## Task prompt
Convert every row below into a numbered list, leaving out any blank lines.

## Records
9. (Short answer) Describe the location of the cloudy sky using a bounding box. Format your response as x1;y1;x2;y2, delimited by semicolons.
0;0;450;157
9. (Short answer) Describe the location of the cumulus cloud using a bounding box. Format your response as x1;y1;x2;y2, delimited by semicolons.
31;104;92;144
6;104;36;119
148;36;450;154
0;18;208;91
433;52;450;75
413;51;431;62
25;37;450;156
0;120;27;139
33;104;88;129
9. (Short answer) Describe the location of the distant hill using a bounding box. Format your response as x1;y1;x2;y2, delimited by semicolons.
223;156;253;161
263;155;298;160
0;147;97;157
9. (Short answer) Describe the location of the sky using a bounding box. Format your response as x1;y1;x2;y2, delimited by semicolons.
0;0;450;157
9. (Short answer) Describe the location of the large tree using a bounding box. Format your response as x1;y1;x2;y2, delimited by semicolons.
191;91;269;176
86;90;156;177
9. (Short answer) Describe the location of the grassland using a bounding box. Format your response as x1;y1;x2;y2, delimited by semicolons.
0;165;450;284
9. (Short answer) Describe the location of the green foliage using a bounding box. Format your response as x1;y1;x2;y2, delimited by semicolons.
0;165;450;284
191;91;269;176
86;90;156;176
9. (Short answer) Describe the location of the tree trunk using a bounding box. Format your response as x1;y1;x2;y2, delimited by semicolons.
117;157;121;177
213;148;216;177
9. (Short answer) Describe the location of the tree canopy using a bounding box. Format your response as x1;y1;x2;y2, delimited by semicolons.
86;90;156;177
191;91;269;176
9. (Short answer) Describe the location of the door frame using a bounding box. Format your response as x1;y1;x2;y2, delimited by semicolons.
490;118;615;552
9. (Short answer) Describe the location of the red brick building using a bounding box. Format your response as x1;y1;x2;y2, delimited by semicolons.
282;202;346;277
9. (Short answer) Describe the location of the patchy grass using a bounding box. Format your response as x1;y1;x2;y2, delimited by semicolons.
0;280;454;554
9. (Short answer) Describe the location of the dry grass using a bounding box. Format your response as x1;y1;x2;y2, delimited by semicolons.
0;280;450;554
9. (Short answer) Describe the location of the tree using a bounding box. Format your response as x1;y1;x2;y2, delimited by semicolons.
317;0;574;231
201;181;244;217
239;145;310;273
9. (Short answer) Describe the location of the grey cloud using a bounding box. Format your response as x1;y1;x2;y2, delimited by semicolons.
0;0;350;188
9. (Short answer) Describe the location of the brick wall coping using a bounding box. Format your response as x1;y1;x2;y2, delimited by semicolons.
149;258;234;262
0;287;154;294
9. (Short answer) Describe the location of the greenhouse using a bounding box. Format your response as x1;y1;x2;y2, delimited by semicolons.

## Answer to the exercise
1. 9. (Short answer) Describe the location of the cloudy sky using a bounding box. Format your response as x1;y1;x2;y2, delimited by semicolons.
2. 0;0;450;157
3. 9. (Short answer) Describe the location of the cumulus cloud using a bounding box. Format your response as x1;y1;x2;y2, delimited by semicolons.
4. 31;104;92;144
5. 6;104;36;119
6. 148;36;450;154
7. 0;18;208;91
8. 433;52;450;75
9. 413;51;431;62
10. 25;37;450;156
11. 0;120;27;139
12. 33;104;88;129
13. 9. (Short answer) Describe the location of the distant hill using a bounding box. Format your response as x1;y1;x2;y2, delimited by semicolons.
14. 223;156;253;161
15. 263;155;298;160
16. 0;147;97;157
17. 9. (Short answer) Describe the location of the sky using a bounding box. Format your response as x1;y1;x2;y2, delimited by semicolons.
18. 0;0;450;157
19. 9. (Short answer) Describe the location of the large tree using a bounding box. Format your response as x1;y1;x2;y2, delimited by semicolons.
20. 191;91;269;176
21. 86;90;156;177
22. 9. (Short answer) Describe the location of the grassland using a bounding box. Format your response as x1;y1;x2;y2, delimited by semicolons.
23. 0;165;450;284
24. 9. (Short answer) Describe the location of the green foliage using a bounding box. Format your response as x1;y1;x2;y2, delimited by semicolons.
25. 0;165;450;284
26. 191;91;269;176
27. 86;90;156;176
28. 9. (Short answer) Describe the location of the tree trunk using a bounding box. Format your response as x1;y1;x2;y2, delimited by semicolons.
29. 117;157;121;177
30. 213;148;216;177
31. 9. (Short answer) Describe the location of the tree canopy using a bounding box. Format your response as x1;y1;x2;y2, delimited by semicolons.
32. 86;90;156;177
33. 191;91;269;176
34. 9. (Short answer) Describe the location of the door frame using a bounding box. Format your response as x1;y1;x2;y2, delimited by semicolons.
35. 490;118;615;552
36. 9. (Short answer) Describe the location of the red brick building using a bounding box. Format your response as x1;y1;x2;y2, delimited by semicolons.
37. 282;202;346;277
38. 9. (Short answer) Describe the location of the patchy grass using a bounding box. Format your response as x1;y1;x2;y2, delimited by semicolons.
39. 0;280;454;554
40. 9. (Short answer) Describe the location of the dry grass using a bounding box. Format your response as x1;y1;x2;y2, delimited by semicolons.
41. 0;280;450;554
42. 9. (Short answer) Describe the location of the tree using a bounding box. Format your response as x1;y1;x2;y2, delimited by semicolons.
43. 317;0;574;231
44. 201;181;244;217
45. 239;145;310;273
46. 9. (Short answer) Describe the location of the grey cloud using a bounding box. Format your response as x1;y1;x2;y2, delimited by semicolons.
47. 0;0;350;188
48. 9. (Short answer) Describe the location of the brick wall coping using a bounding box. Format your response as x1;y1;x2;y2, delimited by semicolons.
49. 149;258;234;262
50. 0;287;154;294
51. 9. (Short answer) Describe the location of the greenhouse using a bounding box. Format your response as x1;y1;x2;y2, delimited by semicolons.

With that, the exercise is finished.